▸ **Task directions**: Return every line of the data that contains the string "below".

▸ **Records from a dataset**:

=== Section Start ===

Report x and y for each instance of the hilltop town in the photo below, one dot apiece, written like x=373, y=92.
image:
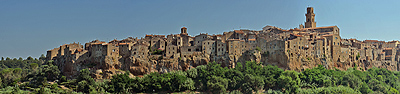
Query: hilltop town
x=295, y=49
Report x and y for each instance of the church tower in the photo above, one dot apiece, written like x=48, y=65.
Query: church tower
x=184, y=30
x=310, y=18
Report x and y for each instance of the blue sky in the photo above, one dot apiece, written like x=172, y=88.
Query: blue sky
x=31, y=27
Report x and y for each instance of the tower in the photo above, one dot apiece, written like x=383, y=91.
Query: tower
x=310, y=18
x=183, y=30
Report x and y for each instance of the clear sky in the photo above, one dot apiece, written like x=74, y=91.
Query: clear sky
x=31, y=27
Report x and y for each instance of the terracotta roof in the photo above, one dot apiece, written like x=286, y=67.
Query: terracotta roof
x=297, y=35
x=98, y=43
x=233, y=39
x=327, y=35
x=239, y=31
x=79, y=50
x=394, y=41
x=352, y=39
x=370, y=41
x=387, y=48
x=123, y=43
x=319, y=27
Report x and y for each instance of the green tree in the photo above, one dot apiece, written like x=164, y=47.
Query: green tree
x=217, y=84
x=33, y=66
x=252, y=84
x=29, y=58
x=289, y=81
x=85, y=81
x=42, y=57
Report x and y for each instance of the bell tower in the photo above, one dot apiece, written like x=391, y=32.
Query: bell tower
x=310, y=18
x=184, y=30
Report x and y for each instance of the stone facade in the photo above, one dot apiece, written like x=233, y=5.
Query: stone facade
x=295, y=49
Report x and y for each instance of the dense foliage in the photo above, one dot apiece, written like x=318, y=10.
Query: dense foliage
x=40, y=76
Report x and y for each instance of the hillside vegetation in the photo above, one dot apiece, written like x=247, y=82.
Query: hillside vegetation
x=39, y=76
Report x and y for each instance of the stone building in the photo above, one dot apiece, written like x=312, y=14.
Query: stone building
x=295, y=49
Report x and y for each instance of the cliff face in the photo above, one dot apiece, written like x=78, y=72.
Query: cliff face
x=105, y=67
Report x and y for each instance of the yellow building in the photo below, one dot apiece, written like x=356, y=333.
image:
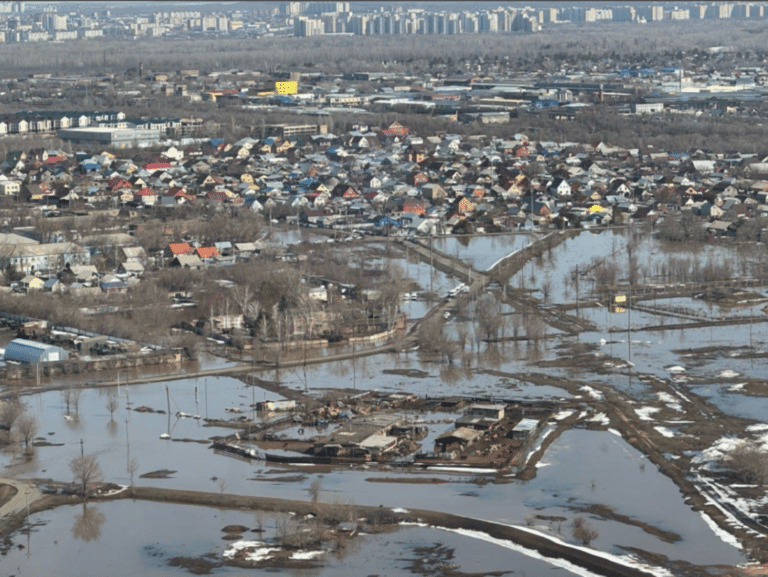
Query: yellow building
x=286, y=87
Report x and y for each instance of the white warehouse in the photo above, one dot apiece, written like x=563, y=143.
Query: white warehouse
x=25, y=351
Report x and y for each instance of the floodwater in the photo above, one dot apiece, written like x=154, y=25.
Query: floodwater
x=481, y=252
x=145, y=536
x=581, y=467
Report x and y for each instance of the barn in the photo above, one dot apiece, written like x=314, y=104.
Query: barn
x=26, y=351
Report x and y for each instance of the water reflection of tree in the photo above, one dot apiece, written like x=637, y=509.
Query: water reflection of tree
x=87, y=526
x=492, y=356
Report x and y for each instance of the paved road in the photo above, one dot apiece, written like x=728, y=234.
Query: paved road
x=19, y=501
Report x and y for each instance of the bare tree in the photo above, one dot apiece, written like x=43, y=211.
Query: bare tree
x=314, y=489
x=749, y=461
x=133, y=466
x=66, y=397
x=10, y=410
x=583, y=531
x=87, y=526
x=76, y=393
x=86, y=471
x=488, y=316
x=26, y=429
x=546, y=289
x=111, y=405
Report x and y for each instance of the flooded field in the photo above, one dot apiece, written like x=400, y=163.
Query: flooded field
x=596, y=474
x=481, y=252
x=104, y=544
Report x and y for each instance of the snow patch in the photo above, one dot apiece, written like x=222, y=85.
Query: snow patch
x=306, y=554
x=594, y=393
x=670, y=401
x=600, y=418
x=255, y=550
x=543, y=436
x=724, y=535
x=645, y=413
x=626, y=560
x=462, y=469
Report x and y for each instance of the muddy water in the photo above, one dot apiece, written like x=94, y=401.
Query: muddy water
x=139, y=538
x=576, y=459
x=481, y=252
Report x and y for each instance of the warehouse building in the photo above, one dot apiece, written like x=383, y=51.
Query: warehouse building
x=25, y=351
x=117, y=137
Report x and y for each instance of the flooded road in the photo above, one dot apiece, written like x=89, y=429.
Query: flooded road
x=580, y=470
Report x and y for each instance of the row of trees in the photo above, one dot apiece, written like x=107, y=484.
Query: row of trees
x=16, y=425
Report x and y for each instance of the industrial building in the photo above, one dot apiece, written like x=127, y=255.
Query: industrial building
x=117, y=137
x=25, y=351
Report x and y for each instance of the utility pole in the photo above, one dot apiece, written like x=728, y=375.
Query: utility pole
x=127, y=448
x=629, y=311
x=577, y=290
x=168, y=400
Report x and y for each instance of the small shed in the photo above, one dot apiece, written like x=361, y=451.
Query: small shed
x=26, y=351
x=482, y=416
x=525, y=428
x=376, y=444
x=456, y=439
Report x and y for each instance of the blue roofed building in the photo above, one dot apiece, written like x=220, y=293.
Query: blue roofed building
x=26, y=351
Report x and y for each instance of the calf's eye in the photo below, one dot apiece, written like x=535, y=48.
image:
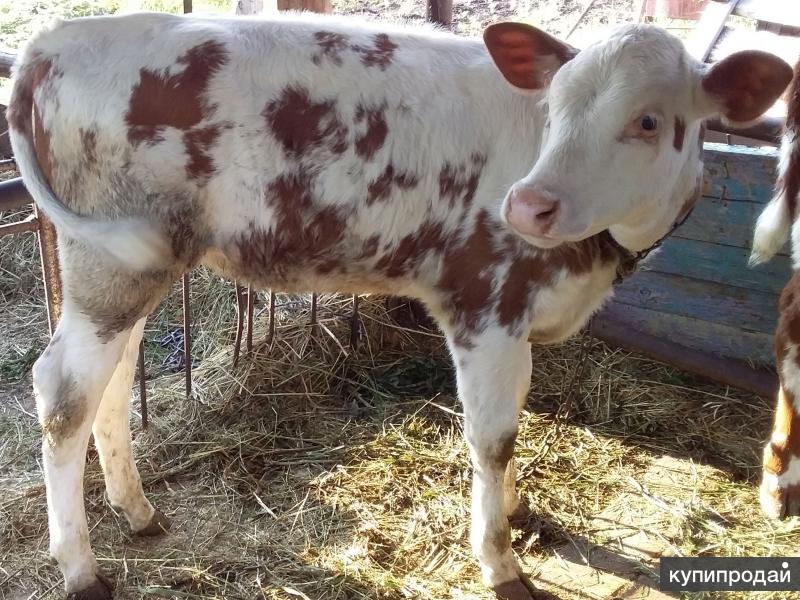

=== Section End ===

▸ **Written reply**:
Report x and y for each instance of the hilltop town in the photo below, one dot apiece, written like x=373, y=92.
Report x and y for each instance of the yellow building in the photo below, one dot apiece, written like x=356, y=333.
Report x and y for each instance of the calf's eye in the photo below, one dot apiece, written like x=535, y=48.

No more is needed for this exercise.